Collection entries:
^^^^^^^^^^^^^^^^

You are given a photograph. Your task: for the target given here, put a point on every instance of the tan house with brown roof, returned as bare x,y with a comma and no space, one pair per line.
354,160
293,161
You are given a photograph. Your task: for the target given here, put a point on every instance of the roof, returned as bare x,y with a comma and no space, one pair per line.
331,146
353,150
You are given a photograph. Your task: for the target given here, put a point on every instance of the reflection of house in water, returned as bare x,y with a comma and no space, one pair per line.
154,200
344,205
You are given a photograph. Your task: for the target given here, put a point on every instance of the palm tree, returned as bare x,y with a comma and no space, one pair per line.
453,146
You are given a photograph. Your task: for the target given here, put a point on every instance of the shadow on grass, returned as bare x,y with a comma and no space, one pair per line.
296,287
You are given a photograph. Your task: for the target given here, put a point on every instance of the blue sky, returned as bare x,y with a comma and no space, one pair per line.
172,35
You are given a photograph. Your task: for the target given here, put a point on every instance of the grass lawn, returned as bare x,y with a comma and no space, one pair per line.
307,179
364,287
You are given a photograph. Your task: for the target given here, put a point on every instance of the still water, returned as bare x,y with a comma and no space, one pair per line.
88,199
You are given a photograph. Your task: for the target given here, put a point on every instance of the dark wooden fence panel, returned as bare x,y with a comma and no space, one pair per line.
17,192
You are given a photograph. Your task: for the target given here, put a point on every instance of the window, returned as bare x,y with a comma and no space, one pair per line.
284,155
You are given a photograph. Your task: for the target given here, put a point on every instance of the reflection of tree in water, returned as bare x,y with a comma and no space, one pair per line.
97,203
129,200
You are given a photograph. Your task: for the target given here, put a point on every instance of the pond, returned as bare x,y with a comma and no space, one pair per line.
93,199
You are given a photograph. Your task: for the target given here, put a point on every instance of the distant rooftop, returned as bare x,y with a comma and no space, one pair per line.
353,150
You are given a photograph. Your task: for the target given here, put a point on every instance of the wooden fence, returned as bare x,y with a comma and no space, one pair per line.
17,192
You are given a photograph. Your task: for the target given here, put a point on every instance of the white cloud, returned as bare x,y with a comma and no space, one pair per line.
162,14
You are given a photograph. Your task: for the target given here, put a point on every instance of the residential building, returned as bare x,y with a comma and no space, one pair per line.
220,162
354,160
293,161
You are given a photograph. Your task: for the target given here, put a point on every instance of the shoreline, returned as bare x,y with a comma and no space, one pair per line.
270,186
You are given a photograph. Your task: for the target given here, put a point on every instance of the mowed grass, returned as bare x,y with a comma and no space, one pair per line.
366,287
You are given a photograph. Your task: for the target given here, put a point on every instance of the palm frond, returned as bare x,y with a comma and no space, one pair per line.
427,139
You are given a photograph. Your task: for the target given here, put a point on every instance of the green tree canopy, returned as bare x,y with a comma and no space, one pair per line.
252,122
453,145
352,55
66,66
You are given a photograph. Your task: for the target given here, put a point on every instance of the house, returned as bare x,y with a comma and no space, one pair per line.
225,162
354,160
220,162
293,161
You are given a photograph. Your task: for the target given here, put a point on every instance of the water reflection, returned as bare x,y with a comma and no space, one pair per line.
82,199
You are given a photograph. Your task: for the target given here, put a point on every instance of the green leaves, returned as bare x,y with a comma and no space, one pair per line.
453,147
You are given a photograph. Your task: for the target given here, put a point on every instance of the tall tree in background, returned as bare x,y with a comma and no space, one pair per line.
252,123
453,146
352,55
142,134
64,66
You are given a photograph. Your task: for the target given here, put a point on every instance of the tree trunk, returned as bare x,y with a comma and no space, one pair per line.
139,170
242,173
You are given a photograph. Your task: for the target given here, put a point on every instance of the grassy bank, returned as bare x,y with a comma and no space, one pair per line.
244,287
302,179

^^^^^^^^^^^^^^^^

Every line above needs to be retyped exactly.

→ The response:
You are given a photograph. Your task: for the target given here, put a point on every instance of the tan house with brown roof, returned as bare x,y with a comma and no space, one pair per line.
354,160
293,161
You are given a photograph. Your task: for the target given here, put a point on every instance of the roof, returned as bare x,y with a comma and no space, one pair per line.
331,146
353,150
You are given a photograph. Your task: for the target given here, put a point on every instance of the reflection of house in water, returned as bare x,y with a comma and no space, one pair per line.
154,200
344,205
You are given a photograph. Your task: for the target given here, put a point on every instance of the palm tree, returned as bare x,y with a comma and no space, one pair per line.
453,146
You are given a photograph. Your task: for the target given here, put a point on every instance of the shadow on grass, returned as bare x,y with a comma and no space, one pair per line.
296,287
You are given a photograph. Your task: for the target given here, put a point on every instance of the blue sky, returned as bare x,y with a comma and no space, one pair per line.
172,35
You are given a photograph. Your task: for the target given here, put a point on every instance of the grass lawn, returned as bare x,y with a comma and no space, one pair per line.
307,179
364,287
You are given a photograph. Your task: for the target given here, put a point on every instance of the still water, returned as bare x,y with a comma and no space, one pair per line.
88,199
You are given a photograph. Your task: for the target given here, put a point on every instance of the dark wooden fence panel, returned as bare x,y with a comma and no space, one pair per line.
17,192
You are given a photograph. Your task: for the target given here, put a point on every instance of the window, returned as bare x,y with a comma and no space, one pair per line.
284,155
You are given a photograph. Your task: for the target given here, put a point on every instance of the reflection of tree in water, returned as bare x,y with a comma and no space, one pair per line.
97,203
129,200
You are given a photograph. Your task: for the target given here, put a point on every instance of the pond, returned as bare x,y with a comma and no space, one pair per line.
93,199
You are given a photograph. Your task: for the target given here, put a point on every instance of the distant rooftop, returned as bare x,y with a comma and no space, one pair per line.
353,150
You are given a photograph. Your task: for the target given here, put a point on every instance of the wooden fence, returned as bare x,y with a comma and no space, one pair per line.
17,192
You are given a photograph. Your task: for the target given here, put a point on every instance of the white cloud, returned as bare x,y with a comma and no space, one pair per line.
162,14
You are given a photograph. Your task: for the target given here, put a point on every instance of the residential building, returned as bare x,y with a comma and no space, one pair per line.
220,162
354,160
293,161
You are given a photograph. Your task: for the target given here, put a point on every instance of the shoreline, returned as bare x,y with a comma and no space, one pair per line.
270,186
You are given a photograph. Your task: for the target given here, put a point on every instance of the mowed grass, returned as bare x,y with a comma and no space, one pair per line.
366,287
You are given a photograph. Your task: for the target given here, put a point on every instance of the palm frond, returned as bare x,y with a comma and no space, one pair per line.
427,139
You are given a photograph. Your task: for the target given here, put a point on every instance of the green tree canopy, returned as bare x,y with a comma and no space, one pair per line.
252,122
453,145
352,55
66,66
You are given a photograph. Your task: for the target given here, put a point on every instance of the house, returned as bare x,y with a comma and no space, one pair per line.
225,162
354,160
220,162
293,161
You are given a photograph. Your task: for the target given here, put a point on every instance of the water reflection, returned as bare x,y with a comma and no space, one pair per line.
82,199
You are given a photograph. Your task: for the target given here, put a point on every instance of the green leaves, returned as bare x,y with a comma and no space, one pair per line.
453,147
You are given a photograph. Your task: for the target given here, put a point on every instance of the tall tree in background, returned as bare x,y with a comma and no space, one pair per line.
252,123
453,146
352,55
142,134
64,66
You are given a photograph. Your task: for the target given here, put a point on every instance of the tree trunk, returned as bare x,y with a comma and no space, one pair per line.
139,170
242,173
You are given a photograph. Your task: for the target given here, put a point on every instance of the grassy bank, returned as bare x,y with a comma and no space, one pair per line.
244,287
302,179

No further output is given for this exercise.